-- Text excerpt --
This event took place during the late days of September, before the real snows started falling. A group of outdoor/shooting sports writers gathered in Montana to test and evaluate products from Blackhawk and several other affiliated companies.

Blackhawk Holsters: T-Series L2D

We were privileged to test out a brand new series of duty holsters, the T-Series, during our time in Montana. The T-Series are duty grade, rugged polymer, security holsters. The series includes the models L2D, L3D, and L2C. We used the L2D made for the Staccato-P 2011 9mm handgun. In addition to a Surefire X300 light, the gun was equipped with a red dot optic..

The T-Series of Blackhawk holsters include a passive retention/security system. The shooter’s thumb releases the retention system when they secure their master grip. For three decades now I have carried a gun in uniform with some type of retention/security system. It is imperative that the end user dedicate themselves to learning how to disengage that security mechanism. It is even more important during high stress situations. This is true regardless of the security device the holsters employ

The T-Series of Blackhawk holsters tremendously impressed me, even with only a one-day range session under my belt. To familiarize ourselves with the disengaging the locking mechanism, we all started out by drawing slowly and deliberately. After that, we progressed to more dynamic drills.

-- Task prompt --
Answer these questions using the holster review above.
1. During which month did the event in Montana take place?
2. Which models does the T-Series include?
3. What releases the T-Series retention system?

-- Data extract --
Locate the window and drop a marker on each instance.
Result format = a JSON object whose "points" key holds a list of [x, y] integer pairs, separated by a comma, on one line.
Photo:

-- Exercise output --
1. September, in its late days.
2. The L2D, L3D, and L2C.
3. The shooter's thumb releases it when the shooter secures their master grip.